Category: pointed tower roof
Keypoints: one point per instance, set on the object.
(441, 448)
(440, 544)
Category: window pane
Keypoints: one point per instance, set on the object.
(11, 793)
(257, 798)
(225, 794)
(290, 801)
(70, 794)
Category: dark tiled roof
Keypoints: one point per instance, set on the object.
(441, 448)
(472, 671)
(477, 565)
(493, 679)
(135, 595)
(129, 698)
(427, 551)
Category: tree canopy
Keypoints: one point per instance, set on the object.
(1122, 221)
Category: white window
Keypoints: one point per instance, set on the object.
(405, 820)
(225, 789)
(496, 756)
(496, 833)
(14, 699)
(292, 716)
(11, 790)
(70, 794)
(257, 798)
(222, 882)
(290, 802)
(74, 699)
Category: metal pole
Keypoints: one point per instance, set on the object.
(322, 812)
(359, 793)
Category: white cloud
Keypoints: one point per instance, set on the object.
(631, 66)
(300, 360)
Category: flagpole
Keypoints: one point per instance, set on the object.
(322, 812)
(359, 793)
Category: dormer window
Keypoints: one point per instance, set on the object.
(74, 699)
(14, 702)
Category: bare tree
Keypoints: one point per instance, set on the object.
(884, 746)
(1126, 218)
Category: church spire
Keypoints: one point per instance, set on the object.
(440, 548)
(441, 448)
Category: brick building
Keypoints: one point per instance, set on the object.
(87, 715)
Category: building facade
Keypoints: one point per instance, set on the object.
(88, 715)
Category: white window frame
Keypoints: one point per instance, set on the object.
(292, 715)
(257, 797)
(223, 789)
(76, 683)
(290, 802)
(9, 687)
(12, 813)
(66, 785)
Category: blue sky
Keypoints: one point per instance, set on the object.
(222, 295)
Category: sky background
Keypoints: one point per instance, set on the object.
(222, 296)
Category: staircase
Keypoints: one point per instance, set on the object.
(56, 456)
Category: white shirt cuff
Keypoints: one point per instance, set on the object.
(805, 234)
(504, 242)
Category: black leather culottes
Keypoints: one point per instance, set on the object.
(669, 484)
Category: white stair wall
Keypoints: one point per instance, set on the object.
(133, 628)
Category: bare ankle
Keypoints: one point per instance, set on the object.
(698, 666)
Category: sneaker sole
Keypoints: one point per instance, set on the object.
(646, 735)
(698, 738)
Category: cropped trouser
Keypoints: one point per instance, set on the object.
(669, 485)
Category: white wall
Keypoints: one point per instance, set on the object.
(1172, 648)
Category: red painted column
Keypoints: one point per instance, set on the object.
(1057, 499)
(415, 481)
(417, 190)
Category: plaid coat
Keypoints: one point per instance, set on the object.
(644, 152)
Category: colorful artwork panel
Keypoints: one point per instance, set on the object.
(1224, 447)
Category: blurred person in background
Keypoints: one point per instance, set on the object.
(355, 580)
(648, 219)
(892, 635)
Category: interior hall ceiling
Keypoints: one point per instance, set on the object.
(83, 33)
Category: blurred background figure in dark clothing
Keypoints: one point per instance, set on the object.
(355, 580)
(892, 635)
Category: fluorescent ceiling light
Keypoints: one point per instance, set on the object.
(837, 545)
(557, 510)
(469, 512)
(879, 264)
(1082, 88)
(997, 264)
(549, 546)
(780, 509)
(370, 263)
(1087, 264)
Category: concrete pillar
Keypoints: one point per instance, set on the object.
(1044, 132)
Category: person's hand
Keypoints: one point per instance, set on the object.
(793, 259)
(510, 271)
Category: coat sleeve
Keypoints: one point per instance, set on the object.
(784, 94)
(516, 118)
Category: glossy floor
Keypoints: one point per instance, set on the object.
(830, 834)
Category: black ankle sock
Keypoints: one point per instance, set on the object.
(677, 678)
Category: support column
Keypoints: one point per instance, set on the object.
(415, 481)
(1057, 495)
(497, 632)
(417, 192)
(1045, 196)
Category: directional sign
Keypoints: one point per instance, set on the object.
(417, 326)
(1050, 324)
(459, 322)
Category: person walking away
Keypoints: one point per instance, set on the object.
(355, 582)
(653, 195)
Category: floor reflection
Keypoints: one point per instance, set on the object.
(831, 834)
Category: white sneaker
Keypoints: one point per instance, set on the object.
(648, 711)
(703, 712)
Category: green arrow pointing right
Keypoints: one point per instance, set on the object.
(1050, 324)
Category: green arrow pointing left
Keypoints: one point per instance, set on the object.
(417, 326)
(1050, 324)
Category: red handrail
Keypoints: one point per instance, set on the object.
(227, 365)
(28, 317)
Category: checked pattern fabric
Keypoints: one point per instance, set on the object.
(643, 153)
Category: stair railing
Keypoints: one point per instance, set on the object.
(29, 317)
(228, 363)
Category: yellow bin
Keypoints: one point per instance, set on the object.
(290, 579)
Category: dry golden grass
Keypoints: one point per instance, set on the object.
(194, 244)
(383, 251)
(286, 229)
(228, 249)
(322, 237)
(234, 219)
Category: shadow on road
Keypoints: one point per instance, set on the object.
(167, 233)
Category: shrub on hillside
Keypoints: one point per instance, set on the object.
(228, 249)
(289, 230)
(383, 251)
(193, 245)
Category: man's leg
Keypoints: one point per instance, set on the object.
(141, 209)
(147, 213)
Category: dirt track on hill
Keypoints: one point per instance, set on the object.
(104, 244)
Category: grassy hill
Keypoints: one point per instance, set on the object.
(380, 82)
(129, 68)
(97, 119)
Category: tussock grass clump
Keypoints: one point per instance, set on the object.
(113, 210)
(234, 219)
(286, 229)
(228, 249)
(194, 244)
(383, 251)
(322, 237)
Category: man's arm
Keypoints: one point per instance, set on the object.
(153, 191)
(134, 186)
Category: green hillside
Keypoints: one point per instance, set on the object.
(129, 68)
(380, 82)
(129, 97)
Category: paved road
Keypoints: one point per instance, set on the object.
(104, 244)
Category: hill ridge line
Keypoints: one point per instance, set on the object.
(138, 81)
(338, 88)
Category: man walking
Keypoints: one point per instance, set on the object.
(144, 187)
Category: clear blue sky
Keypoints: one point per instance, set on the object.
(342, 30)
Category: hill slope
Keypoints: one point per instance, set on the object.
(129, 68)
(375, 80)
◇ ◇ ◇ ◇ ◇ ◇ ◇
WHAT THE TASK ASKS →
Reproduce each entry from the records above, character for character.

ANSWER TO THIS EXERCISE →
Category: pointed tower roof
Keypoints: one point per instance, set on the object.
(441, 448)
(440, 544)
Category: window pane
Keypoints: one point per instance, set on the object.
(11, 793)
(257, 798)
(225, 794)
(290, 801)
(70, 794)
Category: dark tiled roof
Keypoints: one point per instance, set on the object.
(441, 448)
(472, 671)
(477, 565)
(493, 679)
(135, 595)
(129, 698)
(427, 551)
Category: tree canopy
Keypoints: one point per instance, set on the object.
(1122, 221)
Category: white window
Keypoints: one point per instance, set on the object.
(405, 820)
(225, 789)
(496, 756)
(496, 833)
(14, 699)
(292, 716)
(11, 790)
(70, 794)
(257, 798)
(222, 882)
(290, 802)
(74, 699)
Category: metal pole
Keypoints: one point per instance, set on the object.
(322, 812)
(359, 793)
Category: white cloud
Keypoints: one point per instance, set on the object.
(631, 66)
(300, 360)
Category: flagpole
Keypoints: one point per instance, set on the object.
(322, 812)
(359, 793)
Category: dormer window
Keypoints: one point per instance, set on the object.
(74, 699)
(14, 702)
Category: bare tree
Keypoints: one point per instance, set on the object.
(884, 746)
(1126, 218)
Category: church spire
Keypoints: one point per instance, set on the object.
(440, 548)
(441, 448)
Category: brick building
Keypoints: one point per instance, set on the object.
(87, 715)
Category: building facade
Keypoints: one point per instance, set on the object.
(88, 715)
Category: white window frame
Keypoints: one point per instance, set on the object.
(292, 715)
(257, 797)
(223, 789)
(76, 683)
(290, 802)
(9, 687)
(12, 813)
(66, 785)
Category: blue sky
Keypoints: one point per instance, set on the object.
(222, 295)
Category: sky background
Keypoints: one point per instance, set on the object.
(222, 296)
Category: staircase
Keypoints: one point per instance, set on the object.
(56, 456)
Category: white shirt cuff
Keypoints: one point per instance, set on the object.
(805, 234)
(504, 242)
Category: black leather culottes
Keypoints: one point per instance, set on the object.
(669, 484)
Category: white stair wall
Keypoints: one point per instance, set on the object.
(133, 628)
Category: bare ankle
Keypoints: one point per instance, set on the object.
(698, 666)
Category: sneaker sole
Keypoints: one point per instance, set on the object.
(646, 735)
(698, 738)
Category: cropped trouser
Keypoints: one point per instance, set on the object.
(669, 485)
Category: white wall
Keypoints: one point per instance, set on the object.
(1172, 648)
Category: red painted column
Keypoints: one point per instance, set on the object.
(1057, 499)
(415, 481)
(417, 190)
Category: plaid coat
Keypoints: one point per instance, set on the object.
(644, 152)
Category: colorful artwork panel
Keypoints: one point per instance, set on the object.
(1224, 447)
Category: blurred person in background
Keypoints: one point per instance, set on the object.
(355, 580)
(648, 219)
(892, 635)
Category: interior hall ceiling
Keypoints: one point per instance, set on the object.
(83, 33)
Category: blurred background figure in dark clothing
Keypoints: one point per instance, set on the object.
(355, 580)
(892, 635)
Category: fluorescent ceiling light
Keypoints: one point per instance, set on the object.
(837, 545)
(557, 510)
(469, 512)
(879, 264)
(1082, 88)
(997, 264)
(549, 546)
(780, 509)
(370, 263)
(1087, 264)
Category: concrete pillar
Keypoints: one point per instance, set on the object.
(1044, 132)
Category: person's hand
Keypoints: one point per instance, set on the object.
(793, 259)
(510, 271)
Category: coat sleeve
Keypoints: one point per instance, set on the object.
(784, 94)
(516, 118)
Category: glossy floor
Keypoints: one point per instance, set on the object.
(830, 834)
Category: black ankle sock
Keypoints: one point per instance, set on the object.
(677, 678)
Category: support column
Keypoints: one point per instance, set on the object.
(415, 481)
(1057, 495)
(497, 632)
(417, 192)
(1045, 196)
Category: directional sign
Keypoints: one point per instance, set on the object.
(417, 326)
(1050, 324)
(459, 322)
Category: person walking away
Keypoints: one point per instance, set on the object.
(355, 582)
(653, 195)
Category: floor reflection
Keypoints: one point per instance, set on the object.
(831, 834)
Category: white sneaker
Keypoints: one point per instance, set on the object.
(648, 711)
(703, 712)
Category: green arrow pointing right
Keypoints: one point per instance, set on the object.
(1050, 324)
Category: green arrow pointing left
Keypoints: one point per instance, set on the object.
(417, 326)
(1050, 324)
Category: red handrail
Keypoints: one point per instance, set on the object.
(227, 365)
(28, 317)
Category: checked pattern fabric
Keypoints: one point per instance, set on the object.
(643, 153)
Category: stair railing
Keypoints: one point per instance, set on the object.
(29, 317)
(228, 363)
Category: yellow bin
Keypoints: one point per instance, set on the object.
(290, 579)
Category: dry golden grass
Keypoints: one point per instance, set on the object.
(194, 244)
(383, 251)
(286, 229)
(228, 249)
(322, 237)
(234, 219)
Category: shadow on road
Keypoints: one point per instance, set on the object.
(167, 233)
Category: shrub on hillside
Keypoints: one point per instance, set on the object.
(228, 249)
(289, 230)
(383, 251)
(193, 245)
Category: man's leg
Keypoints: one point per instance, set on the object.
(141, 209)
(147, 213)
Category: dirt track on hill
Keypoints: one point per instance, set on the object.
(104, 244)
Category: grassy hill
Keypoints: one point per instance, set on the object.
(380, 82)
(129, 68)
(97, 119)
Category: tussock grass clump
Keypoints: one point per instance, set on the object.
(113, 210)
(234, 219)
(286, 229)
(228, 249)
(194, 244)
(383, 251)
(322, 237)
Category: man's arm
Keypoints: one point per instance, set on the object.
(153, 191)
(134, 186)
Category: green hillside
Keypoints: one point per instance, set on the object.
(129, 68)
(380, 82)
(129, 97)
Category: paved road
Keypoints: one point per instance, set on the object.
(104, 244)
Category: hill ridge line
Keypoints: one point per instance, set on the object.
(138, 81)
(338, 88)
Category: man walking
Keypoints: one point per instance, set on the object.
(144, 187)
Category: clear blue sky
Keypoints: one point per instance, set on the object.
(342, 30)
Category: hill slope
Keypoints: one point per instance, set on the object.
(129, 68)
(375, 80)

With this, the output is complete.